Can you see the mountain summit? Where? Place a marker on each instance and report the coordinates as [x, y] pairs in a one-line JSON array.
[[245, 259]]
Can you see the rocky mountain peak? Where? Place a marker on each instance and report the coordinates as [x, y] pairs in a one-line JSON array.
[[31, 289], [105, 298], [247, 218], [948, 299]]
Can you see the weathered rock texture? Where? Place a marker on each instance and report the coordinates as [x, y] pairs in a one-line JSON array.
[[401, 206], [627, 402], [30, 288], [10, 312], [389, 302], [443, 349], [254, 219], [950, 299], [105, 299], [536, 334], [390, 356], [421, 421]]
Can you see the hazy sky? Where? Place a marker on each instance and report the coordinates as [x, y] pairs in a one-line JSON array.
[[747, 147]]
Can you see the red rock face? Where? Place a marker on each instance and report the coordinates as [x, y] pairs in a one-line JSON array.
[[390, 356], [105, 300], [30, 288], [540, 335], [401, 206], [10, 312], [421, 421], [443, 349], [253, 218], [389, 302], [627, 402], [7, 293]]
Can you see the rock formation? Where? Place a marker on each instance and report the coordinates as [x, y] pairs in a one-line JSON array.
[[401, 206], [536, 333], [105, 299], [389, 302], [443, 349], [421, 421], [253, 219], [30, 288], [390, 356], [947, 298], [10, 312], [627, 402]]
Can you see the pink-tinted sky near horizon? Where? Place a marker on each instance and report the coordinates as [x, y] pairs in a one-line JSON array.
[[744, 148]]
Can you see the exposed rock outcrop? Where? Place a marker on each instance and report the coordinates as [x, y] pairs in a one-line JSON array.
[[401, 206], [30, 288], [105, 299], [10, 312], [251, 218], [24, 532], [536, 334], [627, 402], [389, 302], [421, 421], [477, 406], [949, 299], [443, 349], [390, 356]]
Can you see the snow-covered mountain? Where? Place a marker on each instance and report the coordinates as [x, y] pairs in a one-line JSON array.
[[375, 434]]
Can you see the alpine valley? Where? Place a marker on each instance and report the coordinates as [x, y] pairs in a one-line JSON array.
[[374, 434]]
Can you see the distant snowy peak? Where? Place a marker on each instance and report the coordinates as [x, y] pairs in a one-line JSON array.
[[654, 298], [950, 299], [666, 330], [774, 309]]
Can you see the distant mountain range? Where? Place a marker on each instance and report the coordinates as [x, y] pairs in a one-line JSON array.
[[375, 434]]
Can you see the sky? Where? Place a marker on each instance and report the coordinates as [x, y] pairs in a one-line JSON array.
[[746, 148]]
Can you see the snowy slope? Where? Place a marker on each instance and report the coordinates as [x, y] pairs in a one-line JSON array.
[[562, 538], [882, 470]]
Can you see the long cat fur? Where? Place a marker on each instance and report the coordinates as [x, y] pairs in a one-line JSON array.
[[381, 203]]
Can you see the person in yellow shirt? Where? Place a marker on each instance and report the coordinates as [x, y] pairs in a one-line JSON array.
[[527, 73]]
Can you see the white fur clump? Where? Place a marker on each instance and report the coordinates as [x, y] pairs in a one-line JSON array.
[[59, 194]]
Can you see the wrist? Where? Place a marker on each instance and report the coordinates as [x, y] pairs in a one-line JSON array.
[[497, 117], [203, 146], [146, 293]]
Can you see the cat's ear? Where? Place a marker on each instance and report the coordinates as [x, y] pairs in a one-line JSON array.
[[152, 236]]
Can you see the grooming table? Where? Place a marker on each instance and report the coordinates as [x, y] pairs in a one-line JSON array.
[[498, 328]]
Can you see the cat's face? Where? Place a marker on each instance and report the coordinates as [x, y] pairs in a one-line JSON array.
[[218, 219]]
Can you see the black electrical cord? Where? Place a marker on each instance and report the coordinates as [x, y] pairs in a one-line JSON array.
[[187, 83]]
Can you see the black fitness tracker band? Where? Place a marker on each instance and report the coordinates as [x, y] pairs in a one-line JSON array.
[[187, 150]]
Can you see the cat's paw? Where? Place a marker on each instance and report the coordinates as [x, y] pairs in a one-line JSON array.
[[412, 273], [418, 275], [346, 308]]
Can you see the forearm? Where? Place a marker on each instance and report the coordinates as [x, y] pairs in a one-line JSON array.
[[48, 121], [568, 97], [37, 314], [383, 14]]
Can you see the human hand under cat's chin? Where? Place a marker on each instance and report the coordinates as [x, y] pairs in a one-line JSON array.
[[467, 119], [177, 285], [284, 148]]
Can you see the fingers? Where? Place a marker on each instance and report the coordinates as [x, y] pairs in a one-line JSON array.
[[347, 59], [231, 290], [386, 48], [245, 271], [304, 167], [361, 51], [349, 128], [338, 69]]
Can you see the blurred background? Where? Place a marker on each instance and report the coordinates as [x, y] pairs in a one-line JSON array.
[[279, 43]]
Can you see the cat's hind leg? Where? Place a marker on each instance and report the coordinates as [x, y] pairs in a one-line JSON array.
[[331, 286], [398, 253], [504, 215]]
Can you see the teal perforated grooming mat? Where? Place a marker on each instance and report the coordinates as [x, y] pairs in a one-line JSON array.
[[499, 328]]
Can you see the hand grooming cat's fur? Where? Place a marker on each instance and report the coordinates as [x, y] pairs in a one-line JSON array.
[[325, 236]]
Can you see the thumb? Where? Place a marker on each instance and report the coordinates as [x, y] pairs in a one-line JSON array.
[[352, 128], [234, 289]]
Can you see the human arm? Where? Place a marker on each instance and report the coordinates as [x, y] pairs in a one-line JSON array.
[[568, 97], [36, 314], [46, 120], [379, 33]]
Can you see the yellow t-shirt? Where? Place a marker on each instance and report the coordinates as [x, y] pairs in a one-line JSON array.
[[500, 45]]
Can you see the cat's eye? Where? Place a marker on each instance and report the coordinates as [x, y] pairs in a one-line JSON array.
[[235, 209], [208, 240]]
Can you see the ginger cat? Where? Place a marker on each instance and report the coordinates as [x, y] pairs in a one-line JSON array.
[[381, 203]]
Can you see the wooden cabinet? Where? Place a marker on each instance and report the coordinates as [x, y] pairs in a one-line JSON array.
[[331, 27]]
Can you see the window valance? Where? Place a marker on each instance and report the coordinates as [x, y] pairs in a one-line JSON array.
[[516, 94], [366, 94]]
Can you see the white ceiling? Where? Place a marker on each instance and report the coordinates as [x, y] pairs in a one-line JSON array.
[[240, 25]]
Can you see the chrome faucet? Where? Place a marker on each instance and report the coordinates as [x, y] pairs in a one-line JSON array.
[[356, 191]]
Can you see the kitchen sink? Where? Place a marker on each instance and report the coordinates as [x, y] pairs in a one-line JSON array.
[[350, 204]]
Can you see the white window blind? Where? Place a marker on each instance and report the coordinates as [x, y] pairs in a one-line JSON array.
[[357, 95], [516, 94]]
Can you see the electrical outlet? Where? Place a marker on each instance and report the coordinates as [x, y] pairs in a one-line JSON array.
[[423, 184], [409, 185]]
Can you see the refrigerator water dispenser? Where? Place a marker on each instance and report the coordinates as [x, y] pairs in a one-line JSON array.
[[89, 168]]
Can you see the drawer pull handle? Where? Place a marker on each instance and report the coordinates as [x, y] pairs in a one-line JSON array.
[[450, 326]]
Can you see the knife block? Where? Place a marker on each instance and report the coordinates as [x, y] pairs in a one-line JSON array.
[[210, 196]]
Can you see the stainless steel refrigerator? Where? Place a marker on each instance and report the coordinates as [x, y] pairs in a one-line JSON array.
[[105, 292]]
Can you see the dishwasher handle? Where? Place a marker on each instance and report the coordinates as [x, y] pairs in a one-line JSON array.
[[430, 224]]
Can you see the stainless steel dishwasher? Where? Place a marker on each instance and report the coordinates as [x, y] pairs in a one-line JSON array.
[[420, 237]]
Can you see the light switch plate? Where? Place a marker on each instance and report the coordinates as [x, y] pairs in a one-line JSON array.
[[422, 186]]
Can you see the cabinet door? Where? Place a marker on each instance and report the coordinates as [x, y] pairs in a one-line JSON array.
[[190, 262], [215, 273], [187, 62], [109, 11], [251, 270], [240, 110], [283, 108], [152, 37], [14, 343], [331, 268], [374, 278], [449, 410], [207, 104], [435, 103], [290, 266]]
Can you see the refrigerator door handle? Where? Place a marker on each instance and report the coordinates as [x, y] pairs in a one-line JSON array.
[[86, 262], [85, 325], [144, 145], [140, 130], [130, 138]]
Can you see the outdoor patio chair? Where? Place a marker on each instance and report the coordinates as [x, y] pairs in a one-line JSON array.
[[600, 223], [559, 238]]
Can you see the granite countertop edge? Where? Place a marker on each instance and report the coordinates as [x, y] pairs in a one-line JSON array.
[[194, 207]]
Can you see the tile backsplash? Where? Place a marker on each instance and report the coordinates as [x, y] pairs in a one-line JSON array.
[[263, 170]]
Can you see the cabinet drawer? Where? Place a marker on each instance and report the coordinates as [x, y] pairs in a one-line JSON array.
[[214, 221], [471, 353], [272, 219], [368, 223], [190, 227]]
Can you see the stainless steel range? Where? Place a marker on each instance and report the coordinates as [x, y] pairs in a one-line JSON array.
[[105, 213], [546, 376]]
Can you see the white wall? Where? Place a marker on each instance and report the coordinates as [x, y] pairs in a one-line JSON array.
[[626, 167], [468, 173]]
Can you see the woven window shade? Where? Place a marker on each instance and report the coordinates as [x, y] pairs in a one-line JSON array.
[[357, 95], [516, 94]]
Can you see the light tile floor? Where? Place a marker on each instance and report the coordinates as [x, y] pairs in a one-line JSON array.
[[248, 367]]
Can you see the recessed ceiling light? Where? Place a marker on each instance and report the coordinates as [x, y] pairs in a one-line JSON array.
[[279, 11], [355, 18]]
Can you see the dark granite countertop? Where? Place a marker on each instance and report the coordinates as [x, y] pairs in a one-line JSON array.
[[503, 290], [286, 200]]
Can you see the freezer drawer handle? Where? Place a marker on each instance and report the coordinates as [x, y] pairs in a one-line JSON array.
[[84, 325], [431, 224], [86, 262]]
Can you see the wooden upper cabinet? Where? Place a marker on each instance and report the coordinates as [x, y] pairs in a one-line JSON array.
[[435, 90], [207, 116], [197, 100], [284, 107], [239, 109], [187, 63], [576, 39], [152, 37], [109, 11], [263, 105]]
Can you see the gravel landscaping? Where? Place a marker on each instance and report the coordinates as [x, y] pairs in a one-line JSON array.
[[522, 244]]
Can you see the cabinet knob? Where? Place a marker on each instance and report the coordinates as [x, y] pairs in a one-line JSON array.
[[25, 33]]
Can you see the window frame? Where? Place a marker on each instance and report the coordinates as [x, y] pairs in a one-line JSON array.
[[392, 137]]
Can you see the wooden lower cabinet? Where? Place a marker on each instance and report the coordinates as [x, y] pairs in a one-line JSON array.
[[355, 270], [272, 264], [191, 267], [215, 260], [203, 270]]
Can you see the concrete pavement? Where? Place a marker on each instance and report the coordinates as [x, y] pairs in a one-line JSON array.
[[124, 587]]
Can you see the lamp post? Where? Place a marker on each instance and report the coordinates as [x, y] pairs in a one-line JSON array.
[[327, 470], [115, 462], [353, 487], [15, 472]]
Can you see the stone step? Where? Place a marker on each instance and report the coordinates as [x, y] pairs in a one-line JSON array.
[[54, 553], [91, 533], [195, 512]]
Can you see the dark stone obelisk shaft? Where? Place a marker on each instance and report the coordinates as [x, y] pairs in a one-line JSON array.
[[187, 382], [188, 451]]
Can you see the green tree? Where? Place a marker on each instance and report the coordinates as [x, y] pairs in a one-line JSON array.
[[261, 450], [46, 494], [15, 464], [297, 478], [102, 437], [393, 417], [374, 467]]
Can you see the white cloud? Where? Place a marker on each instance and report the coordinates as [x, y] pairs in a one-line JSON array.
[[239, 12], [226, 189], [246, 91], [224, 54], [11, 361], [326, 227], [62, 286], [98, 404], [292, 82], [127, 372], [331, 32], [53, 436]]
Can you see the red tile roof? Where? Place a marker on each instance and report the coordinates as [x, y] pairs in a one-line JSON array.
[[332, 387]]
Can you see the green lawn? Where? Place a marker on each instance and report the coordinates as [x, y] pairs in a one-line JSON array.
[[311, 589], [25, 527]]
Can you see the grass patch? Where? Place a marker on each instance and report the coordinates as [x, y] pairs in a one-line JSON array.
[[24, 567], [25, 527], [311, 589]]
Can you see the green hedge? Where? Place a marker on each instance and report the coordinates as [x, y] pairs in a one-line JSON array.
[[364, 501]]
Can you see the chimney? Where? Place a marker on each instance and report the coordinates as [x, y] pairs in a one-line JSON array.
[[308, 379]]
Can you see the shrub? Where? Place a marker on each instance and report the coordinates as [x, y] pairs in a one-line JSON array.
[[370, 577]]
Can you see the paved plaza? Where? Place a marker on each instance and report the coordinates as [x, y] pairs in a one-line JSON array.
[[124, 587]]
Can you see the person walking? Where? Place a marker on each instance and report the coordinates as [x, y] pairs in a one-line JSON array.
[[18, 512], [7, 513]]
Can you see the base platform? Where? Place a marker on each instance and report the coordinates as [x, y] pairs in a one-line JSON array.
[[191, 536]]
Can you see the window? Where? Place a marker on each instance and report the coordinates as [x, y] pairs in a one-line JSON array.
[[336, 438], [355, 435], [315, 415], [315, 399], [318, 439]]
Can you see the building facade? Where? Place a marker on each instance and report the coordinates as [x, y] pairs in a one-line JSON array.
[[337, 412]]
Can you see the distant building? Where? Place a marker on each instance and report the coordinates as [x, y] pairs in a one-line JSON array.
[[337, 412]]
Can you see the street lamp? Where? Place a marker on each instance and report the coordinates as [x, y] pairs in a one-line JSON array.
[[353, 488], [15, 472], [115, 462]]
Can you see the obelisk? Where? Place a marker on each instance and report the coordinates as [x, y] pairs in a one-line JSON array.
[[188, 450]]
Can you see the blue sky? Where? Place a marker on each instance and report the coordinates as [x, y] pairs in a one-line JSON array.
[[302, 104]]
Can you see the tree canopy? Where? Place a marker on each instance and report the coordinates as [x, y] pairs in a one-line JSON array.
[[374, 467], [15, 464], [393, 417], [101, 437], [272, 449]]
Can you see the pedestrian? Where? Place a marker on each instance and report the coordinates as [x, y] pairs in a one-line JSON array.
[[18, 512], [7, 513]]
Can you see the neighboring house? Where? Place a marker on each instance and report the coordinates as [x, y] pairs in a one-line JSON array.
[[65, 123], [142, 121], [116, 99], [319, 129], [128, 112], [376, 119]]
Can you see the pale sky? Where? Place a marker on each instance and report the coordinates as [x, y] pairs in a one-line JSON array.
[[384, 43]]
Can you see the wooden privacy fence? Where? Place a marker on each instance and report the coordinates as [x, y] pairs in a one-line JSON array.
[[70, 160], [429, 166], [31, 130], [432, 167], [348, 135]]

_INSTRUCTIONS TO FOLLOW_
Rewrite the lines above as a Markdown table with the columns "No." and "Line". Include only the lines between the one holding "Can you see the paved" and the one holding "[[336, 438], [355, 435], [315, 415], [315, 399], [318, 439]]", inclusive, and number them in order without any blank lines.

_TASK OUTPUT_
| No. | Line |
|---|---|
| 1 | Can you see the paved plaza? Where? Place a marker on each instance and report the coordinates as [x, y] pairs in a one-line JSON array. |
| 2 | [[124, 587]] |
| 3 | Can you see the person walking? Where? Place a marker on each instance and report the coordinates as [x, y] pairs in a one-line JSON array. |
| 4 | [[18, 512], [7, 513]] |
| 5 | Can you see the base platform? Where? Place a marker on each instance and report the coordinates as [x, y] pairs in a one-line JSON array. |
| 6 | [[191, 536]] |
| 7 | Can you see the window? Where? Place a marker on each instance and report the coordinates as [x, y] pairs in a one-line JSON array. |
| 8 | [[336, 438], [355, 435], [315, 415], [315, 399], [318, 439]] |